曲は中田喜直先生の6つの歌曲?というタイトルだったか。
3曲を歌ってもらった。
どの曲もそうだが、歌い過ぎないで、歌詞をきちんとお客様が分かるように歌うことが大切だ、と感じた。
というのも、何となく旋律を歌うだけ、というイメージになるからだ。
それだと、歌で何を表したいのか?があいまいで分からなくなるから。
この曲集は、女声であれば、特に旋律の美しさだけでも聴けるが
男声というのは、どうもそうは行かない気がする。
それは、旋律の高さと伴奏の関係という純音楽的な要素もある。

それから、それぞれの曲が持っている大まかな感情というのがある。
それを捉えて、その感情を準拠として歌うことが大切ではないか?
例えば「たーんきぽーんき」は基本的に怒っている。
後、おやすみおやすみ、、で始まる曲などは、旋律を歌うこともあるが
やはり、言葉を良くかみ締めてほしい。
他の曲なども、ユーモアもたっぷりある。
それらの感情や言葉を伝えることの面白さを大切にして欲しい。
それでこそ、ネーティブ言語で歌う大きな意味があるだろう。

たかはしさん

下降形で2点Dから発声を始めたが、非常に綺麗な声が出ていた。
その後、いつもどおり低音から上向5度スケールでイの母音、そしてアの母音で高音まで上がったが、2点Aくらいまではほとんど言うことがないくらい綺麗にまとまった響きが出せている。
彼女はそれほど強い声、ではないが女性的で綺麗なソプラノの声である。
出来れば、後2音、3点Cくらいまで、今の2点Aくらいの響きで安定して出せれば完成形といっても良いだろう。それは彼女の声としては、という意味である。

曲はヘンデルのジュリアス・シーザーのアリア「嵐の海で難破した小舟は」から。
かなり綺麗にまとまって、ほぼ完成形に近い。
声の処理も無理がなく、良い意味でコンパクトに端正にまとめて歌えるようになった。
後は、数小節にまたがるメリスマでブレスがきつい場所のブレスポイントを素早く確実にして、フレー時終わりの声の処理に破綻のないようにすることが確実になれば言うことがない。

ただ、アリア最後のパートのそれも最後に出てくる中低音で出る同度の打音が力むと息漏れが強いのが、興ざめである。ミソソソソソソソ、という具合。
後々思ったのは、すべての音を均等に出そうとしないで、1拍目の高いミと2拍目のソの強拍だけを打って、後は軽くしておけば、リズムに緩みが出ないから良いのではないだろうか?

ヘンデルのアリアというのは、非常に器楽的な要素が強いので、初心者の声の器楽的な扱いの練習にはうってつけだと思う。
次回はVezzi lusingheをもってきてほしい。
まさに「可愛らしさ、お色気、それに艶やかさが」というタイトル!打ってつけではないか?

^^^^^^^^

● 取り組む課題
1. 声楽レッスンの記録に出てくる、「2点D」のように「点」を使った音の高さの呼び方を、重複なしですべて挙げてください。
2. 声楽レッスンの記録から、「声の処理も無理がなく、良い意味でコンパクトに端正にまとめて歌えるようになった。」で始まり「トル!打ってつけではないか?」で終わる部分を、そのまま書き写してください。
3. 声楽レッスンの記録を、最後の文のあとから書き継いでください。

^^^^^^^^

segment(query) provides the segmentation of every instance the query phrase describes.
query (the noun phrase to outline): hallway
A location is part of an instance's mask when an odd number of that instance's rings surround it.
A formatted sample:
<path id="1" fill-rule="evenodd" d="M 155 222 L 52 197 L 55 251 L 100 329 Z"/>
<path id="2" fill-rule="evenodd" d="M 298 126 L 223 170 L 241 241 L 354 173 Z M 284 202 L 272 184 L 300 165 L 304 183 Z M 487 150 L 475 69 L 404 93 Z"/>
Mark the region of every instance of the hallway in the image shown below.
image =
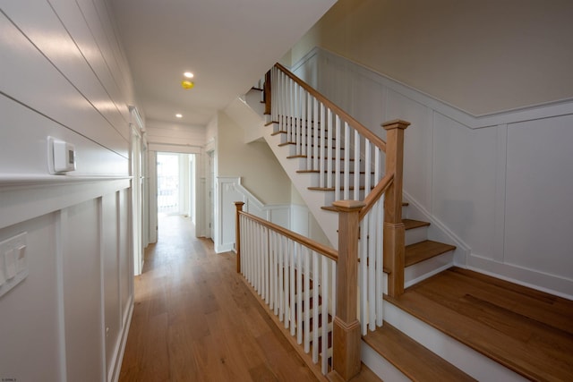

^^^^^^^^

● 課題の答え
1. 2点D、2点A、3点C

2.
声の処理も無理がなく、良い意味でコンパクトに端正にまとめて歌えるようになった。
後は、数小節にまたがるメリスマでブレスがきつい場所のブレスポイントを素早く確実にして、フレー時終わりの声の処理に破綻のないようにすることが確実になれば言うことがない。

ただ、アリア最後のパートのそれも最後に出てくる中低音で出る同度の打音が力むと息漏れが強いのが、興ざめである。ミソソソソソソソ、という具合。
後々思ったのは、すべての音を均等に出そうとしないで、1拍目の高いミと2拍目のソの強拍だけを打って、後は軽くしておけば、リズムに緩みが出ないから良いのではないだろうか?

ヘンデルのアリアというのは、非常に器楽的な要素が強いので、初心者の声の器楽的な扱いの練習にはうってつけだと思う。
次回はVezzi lusingheをもってきてほしい。
まさに「可愛らしさ、お色気、それに艶やかさが」というタイトル!打ってつけではないか?

3.
最後に前回に引き続き、プッチーニ「ボエーム」からMusettaの有名なアリアQuando m’emvo
これが、意外と言っては失礼だが、彼女の声にとても合っている。
強い声というのではないが、リリックで美しいイメージ。
今日は、基本テンポの確認とテンポの緩急の確認をした。
テンポに緩急が大きいのは、Musettaの思わせぶりでコケットなキャラクターを表しているから、そのことの意味を良く考えたうえでの、緩急を良く考えて欲しい。
ただ、書いてあるからその通りやるのではないこと。

惜しむらくは最高音の2点hが後一歩の感。
特に最後の最後の高音。上に昇るほど広がるイメージを大切に。

みねむらさん

下降形から始めてみた。
低音から母音イで1オクターブだけ上がり下がりしてから
Nin(ニン)とLi(リ)で1点F~2点Fくらいを上がり下がり、細くピッチを高く当てるように練習をした。
彼女は2点Cが一番苦手な音だが、苦手というのは抜けてしまうということ。
抜けてしまうポイントは、喉を開かないでむしろ閉めるような意識を持つことだろう。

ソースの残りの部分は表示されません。